-- start of Task data --

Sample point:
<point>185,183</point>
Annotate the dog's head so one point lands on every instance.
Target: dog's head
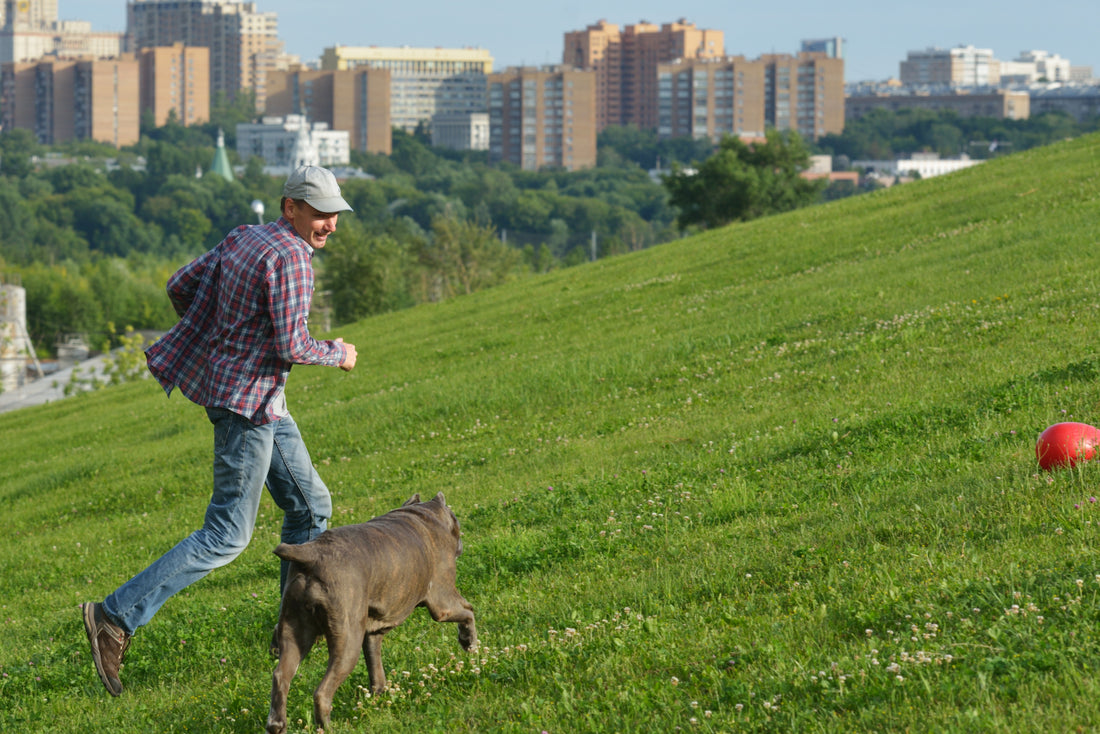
<point>443,512</point>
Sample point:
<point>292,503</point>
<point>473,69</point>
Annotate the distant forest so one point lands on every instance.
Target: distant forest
<point>94,244</point>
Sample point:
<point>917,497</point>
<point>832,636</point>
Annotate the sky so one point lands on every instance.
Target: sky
<point>878,34</point>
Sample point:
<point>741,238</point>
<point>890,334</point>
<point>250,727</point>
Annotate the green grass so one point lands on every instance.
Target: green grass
<point>777,478</point>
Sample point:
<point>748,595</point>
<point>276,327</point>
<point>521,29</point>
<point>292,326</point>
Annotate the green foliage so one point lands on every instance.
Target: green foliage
<point>17,148</point>
<point>125,363</point>
<point>743,182</point>
<point>701,488</point>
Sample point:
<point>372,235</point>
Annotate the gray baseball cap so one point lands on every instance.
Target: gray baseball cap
<point>317,187</point>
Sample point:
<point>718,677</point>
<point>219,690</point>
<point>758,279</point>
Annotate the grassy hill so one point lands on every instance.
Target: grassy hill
<point>777,478</point>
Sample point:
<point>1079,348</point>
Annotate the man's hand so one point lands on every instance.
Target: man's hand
<point>349,362</point>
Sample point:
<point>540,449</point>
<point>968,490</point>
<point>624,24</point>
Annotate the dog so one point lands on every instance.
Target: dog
<point>352,584</point>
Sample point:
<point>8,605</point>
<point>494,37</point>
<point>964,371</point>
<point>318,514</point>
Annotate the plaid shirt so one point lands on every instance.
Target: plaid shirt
<point>243,309</point>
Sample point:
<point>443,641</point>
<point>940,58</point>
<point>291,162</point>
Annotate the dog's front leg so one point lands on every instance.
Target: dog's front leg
<point>372,654</point>
<point>343,655</point>
<point>292,647</point>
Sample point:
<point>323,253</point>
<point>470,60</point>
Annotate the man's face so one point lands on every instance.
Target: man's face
<point>312,226</point>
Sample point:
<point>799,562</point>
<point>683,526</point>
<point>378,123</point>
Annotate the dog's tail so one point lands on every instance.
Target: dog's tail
<point>305,554</point>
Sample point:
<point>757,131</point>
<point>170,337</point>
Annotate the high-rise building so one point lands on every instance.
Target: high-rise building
<point>542,118</point>
<point>422,81</point>
<point>30,30</point>
<point>64,99</point>
<point>832,47</point>
<point>356,101</point>
<point>711,98</point>
<point>1000,103</point>
<point>960,66</point>
<point>243,42</point>
<point>175,78</point>
<point>804,92</point>
<point>625,63</point>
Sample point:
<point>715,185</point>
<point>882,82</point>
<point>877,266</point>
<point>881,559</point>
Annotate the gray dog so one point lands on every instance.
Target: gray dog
<point>353,584</point>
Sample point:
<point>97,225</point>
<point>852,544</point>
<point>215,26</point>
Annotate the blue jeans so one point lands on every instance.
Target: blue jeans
<point>245,457</point>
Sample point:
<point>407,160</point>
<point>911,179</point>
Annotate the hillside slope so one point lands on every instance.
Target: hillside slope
<point>779,477</point>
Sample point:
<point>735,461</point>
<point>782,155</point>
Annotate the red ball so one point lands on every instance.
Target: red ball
<point>1065,444</point>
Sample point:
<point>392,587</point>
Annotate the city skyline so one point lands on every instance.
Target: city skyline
<point>877,36</point>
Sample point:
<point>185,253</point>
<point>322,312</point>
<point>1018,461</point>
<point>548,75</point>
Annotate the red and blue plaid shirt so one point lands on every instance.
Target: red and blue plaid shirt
<point>243,309</point>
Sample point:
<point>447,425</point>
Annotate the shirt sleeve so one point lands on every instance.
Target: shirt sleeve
<point>289,293</point>
<point>185,282</point>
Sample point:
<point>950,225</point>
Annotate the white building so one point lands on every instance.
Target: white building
<point>422,81</point>
<point>961,66</point>
<point>925,165</point>
<point>285,143</point>
<point>460,131</point>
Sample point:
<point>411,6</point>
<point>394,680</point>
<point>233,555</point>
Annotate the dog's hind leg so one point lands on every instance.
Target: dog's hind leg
<point>343,655</point>
<point>454,607</point>
<point>372,655</point>
<point>293,645</point>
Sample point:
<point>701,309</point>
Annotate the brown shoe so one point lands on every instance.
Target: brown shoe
<point>109,645</point>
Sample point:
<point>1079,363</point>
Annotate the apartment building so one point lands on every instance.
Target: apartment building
<point>733,96</point>
<point>287,142</point>
<point>30,30</point>
<point>175,78</point>
<point>460,131</point>
<point>989,102</point>
<point>65,99</point>
<point>711,98</point>
<point>804,92</point>
<point>354,100</point>
<point>625,64</point>
<point>243,43</point>
<point>422,81</point>
<point>961,66</point>
<point>542,118</point>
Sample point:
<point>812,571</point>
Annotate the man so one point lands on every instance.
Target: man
<point>243,309</point>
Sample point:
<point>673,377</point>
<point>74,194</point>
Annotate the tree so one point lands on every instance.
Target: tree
<point>743,182</point>
<point>463,256</point>
<point>366,274</point>
<point>17,146</point>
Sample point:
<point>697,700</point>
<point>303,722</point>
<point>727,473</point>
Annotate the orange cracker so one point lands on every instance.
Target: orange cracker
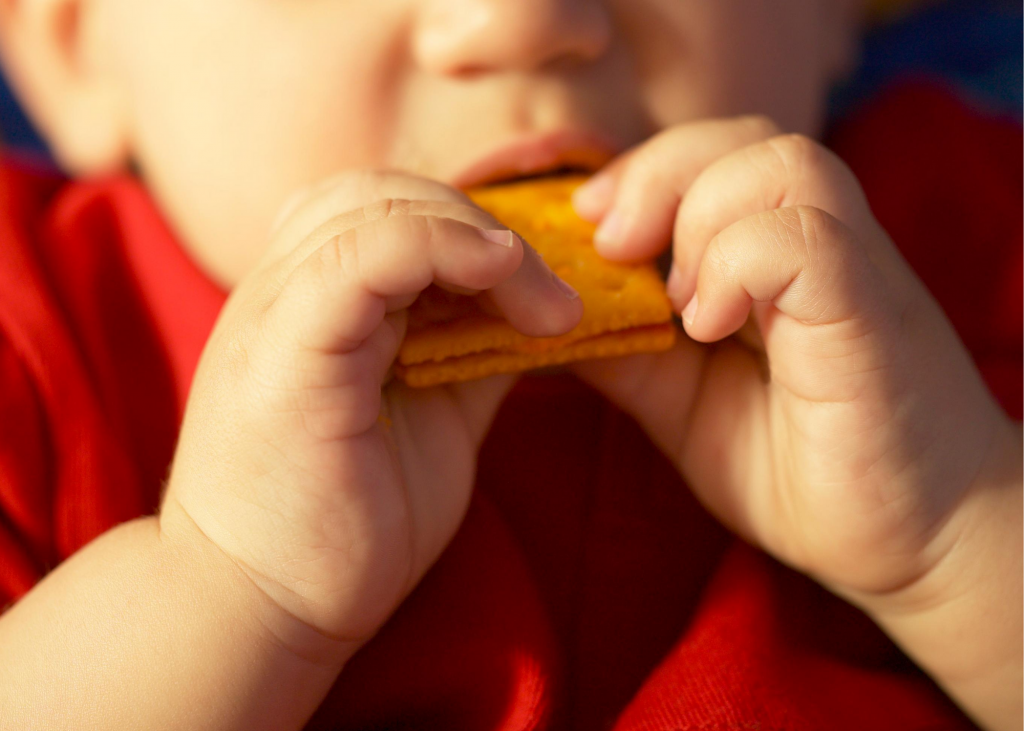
<point>626,310</point>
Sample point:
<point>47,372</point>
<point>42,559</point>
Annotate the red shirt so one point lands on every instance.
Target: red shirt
<point>586,589</point>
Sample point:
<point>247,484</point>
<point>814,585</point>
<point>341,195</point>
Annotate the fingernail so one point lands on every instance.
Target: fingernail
<point>593,198</point>
<point>502,237</point>
<point>609,233</point>
<point>690,309</point>
<point>564,288</point>
<point>674,287</point>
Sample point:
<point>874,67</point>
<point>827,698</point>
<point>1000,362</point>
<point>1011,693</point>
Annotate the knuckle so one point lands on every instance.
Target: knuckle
<point>722,262</point>
<point>813,231</point>
<point>802,158</point>
<point>387,208</point>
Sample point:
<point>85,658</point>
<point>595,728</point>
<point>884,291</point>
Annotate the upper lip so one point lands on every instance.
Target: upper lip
<point>539,154</point>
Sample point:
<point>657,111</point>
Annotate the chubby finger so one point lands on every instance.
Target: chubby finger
<point>641,196</point>
<point>338,294</point>
<point>801,262</point>
<point>780,172</point>
<point>346,191</point>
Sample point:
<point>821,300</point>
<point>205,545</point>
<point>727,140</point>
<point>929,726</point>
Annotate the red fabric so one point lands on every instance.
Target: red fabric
<point>586,590</point>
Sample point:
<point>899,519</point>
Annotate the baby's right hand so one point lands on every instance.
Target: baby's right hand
<point>332,489</point>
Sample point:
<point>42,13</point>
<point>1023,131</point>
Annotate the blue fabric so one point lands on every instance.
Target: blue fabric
<point>976,45</point>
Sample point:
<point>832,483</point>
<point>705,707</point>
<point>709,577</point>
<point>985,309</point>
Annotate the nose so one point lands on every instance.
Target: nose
<point>465,37</point>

-- end of Task data --

Exercise requirements: Reproduce all the records verbatim, excluding images.

Answer in full:
Sample point:
<point>185,183</point>
Annotate the dog's head so one point lands on every instance.
Target: dog's head
<point>443,512</point>
Sample point:
<point>292,503</point>
<point>473,69</point>
Annotate the distant forest so one point lands on every instance.
Target: distant forest
<point>94,244</point>
Sample point:
<point>917,497</point>
<point>832,636</point>
Annotate the sky so one point lands on every instance.
Target: sky
<point>878,34</point>
Sample point:
<point>741,238</point>
<point>890,334</point>
<point>250,727</point>
Annotate the green grass so one point lands on every instance.
Target: green grass
<point>777,478</point>
Sample point:
<point>748,595</point>
<point>276,327</point>
<point>521,29</point>
<point>292,326</point>
Annotate the green foliage so one point lands on every instance.
Target: green foliage
<point>17,148</point>
<point>125,363</point>
<point>743,182</point>
<point>701,488</point>
Sample point:
<point>372,235</point>
Annotate the gray baseball cap so one point lands on every instance.
Target: gray baseball cap
<point>317,187</point>
Sample point:
<point>718,677</point>
<point>219,690</point>
<point>758,279</point>
Annotate the grassy hill so one point lands on every instance.
Target: grassy hill
<point>777,478</point>
Sample point:
<point>1079,348</point>
Annotate the man's hand so one point lands on every instance.
Target: man's hand
<point>349,362</point>
Sample point:
<point>540,449</point>
<point>968,490</point>
<point>624,24</point>
Annotate the dog so one point lands on every instance.
Target: dog
<point>352,584</point>
Sample point:
<point>8,605</point>
<point>494,37</point>
<point>964,371</point>
<point>318,514</point>
Annotate the plaid shirt so one point lands on every instance.
Target: plaid shirt
<point>243,309</point>
Sample point:
<point>443,641</point>
<point>940,58</point>
<point>291,162</point>
Annotate the dog's front leg so one point lands on every instance.
Target: dog's front leg
<point>372,654</point>
<point>343,655</point>
<point>292,647</point>
Sample point:
<point>323,253</point>
<point>470,60</point>
Annotate the man's face so one point lands on every instance.
Target: man's face
<point>312,226</point>
Sample point:
<point>799,562</point>
<point>683,526</point>
<point>378,123</point>
Annotate the dog's tail so one point lands on every instance.
Target: dog's tail
<point>305,554</point>
Sample point:
<point>757,131</point>
<point>170,337</point>
Annotate the high-rise building so one point lands on every instance.
Target: high-rise building
<point>542,118</point>
<point>422,81</point>
<point>30,30</point>
<point>64,99</point>
<point>832,47</point>
<point>356,101</point>
<point>711,98</point>
<point>1000,103</point>
<point>960,66</point>
<point>243,42</point>
<point>175,78</point>
<point>804,92</point>
<point>625,63</point>
Sample point:
<point>715,185</point>
<point>882,82</point>
<point>877,266</point>
<point>881,559</point>
Annotate the gray dog so one point lands on every instance.
Target: gray dog
<point>353,584</point>
Sample point:
<point>97,225</point>
<point>852,544</point>
<point>215,26</point>
Annotate the blue jeans so one point lands on every instance.
Target: blue jeans
<point>245,457</point>
Sample point:
<point>407,160</point>
<point>911,179</point>
Annotate the hillside slope so one point lands on every instance.
Target: hillside slope
<point>779,477</point>
Sample point:
<point>735,461</point>
<point>782,155</point>
Annotate the red ball so one point lands on every instance.
Target: red ball
<point>1065,444</point>
Sample point:
<point>392,587</point>
Annotate the city skyline so one point lands on every instance.
Target: city skyline
<point>877,36</point>
Sample point:
<point>185,253</point>
<point>322,312</point>
<point>1018,461</point>
<point>548,75</point>
Annotate the red and blue plaid shirt so one point lands on every instance.
Target: red and blue plaid shirt
<point>243,309</point>
Sample point:
<point>447,425</point>
Annotate the shirt sleeve so one point lands on every instance.
Target: shirt sleeve
<point>289,293</point>
<point>185,282</point>
Sample point:
<point>950,225</point>
Annotate the white building so one point lands on every instance.
Target: white building
<point>422,81</point>
<point>961,66</point>
<point>925,165</point>
<point>285,143</point>
<point>460,131</point>
Sample point:
<point>411,6</point>
<point>394,680</point>
<point>233,555</point>
Annotate the dog's hind leg so one point lands on every instance.
Target: dog's hind leg
<point>343,655</point>
<point>454,607</point>
<point>372,655</point>
<point>293,645</point>
Sample point:
<point>701,309</point>
Annotate the brown shoe so one point lands on every instance.
Target: brown shoe
<point>109,645</point>
Sample point:
<point>1079,363</point>
Annotate the apartment building so one point lands on every instance.
Target: apartment building
<point>733,96</point>
<point>287,142</point>
<point>30,30</point>
<point>175,78</point>
<point>460,131</point>
<point>989,102</point>
<point>65,99</point>
<point>711,98</point>
<point>804,92</point>
<point>354,100</point>
<point>625,64</point>
<point>243,43</point>
<point>422,81</point>
<point>961,66</point>
<point>542,118</point>
Sample point:
<point>812,571</point>
Annotate the man so one point lands on every instance.
Target: man
<point>243,309</point>
Sample point:
<point>673,377</point>
<point>74,194</point>
Annotate the tree so one point lands on every instance.
Target: tree
<point>743,182</point>
<point>463,256</point>
<point>366,274</point>
<point>17,146</point>
Sample point:
<point>697,700</point>
<point>303,722</point>
<point>727,473</point>
Annotate the orange cracker so one point lands on every instance.
Target: orange cracker
<point>626,310</point>
Sample point:
<point>47,372</point>
<point>42,559</point>
Annotate the red shirt so one point lands on every instance.
Target: red shirt
<point>586,589</point>
Sample point:
<point>247,484</point>
<point>814,585</point>
<point>341,195</point>
Annotate the fingernail so one point lands on every instance.
Target: fingernail
<point>593,198</point>
<point>502,237</point>
<point>609,233</point>
<point>690,309</point>
<point>564,288</point>
<point>674,287</point>
Sample point:
<point>874,67</point>
<point>827,698</point>
<point>1000,362</point>
<point>1011,693</point>
Annotate the knuckle so one point lands on every instance.
Target: knuckle
<point>722,262</point>
<point>813,231</point>
<point>802,158</point>
<point>387,208</point>
Sample point:
<point>85,658</point>
<point>595,728</point>
<point>884,291</point>
Annotate the upper lip so one point lands on every instance.
Target: upper lip
<point>539,154</point>
Sample point:
<point>657,111</point>
Annotate the chubby finger so one point lands on every instance.
Target: chubby finger
<point>641,196</point>
<point>338,294</point>
<point>801,262</point>
<point>780,172</point>
<point>346,191</point>
Sample point:
<point>821,300</point>
<point>205,545</point>
<point>727,140</point>
<point>929,726</point>
Annotate the red fabric so one point lands on every instance.
Target: red fabric
<point>586,590</point>
Sample point:
<point>899,519</point>
Annotate the baby's right hand so one point lands on every instance.
Target: baby's right hand
<point>332,489</point>
Sample point:
<point>42,13</point>
<point>1023,131</point>
Annotate the blue fabric so one point lands on every instance.
Target: blue fabric
<point>976,45</point>
Sample point:
<point>832,483</point>
<point>705,707</point>
<point>709,577</point>
<point>985,309</point>
Annotate the nose so one point lands on every instance.
Target: nose
<point>465,37</point>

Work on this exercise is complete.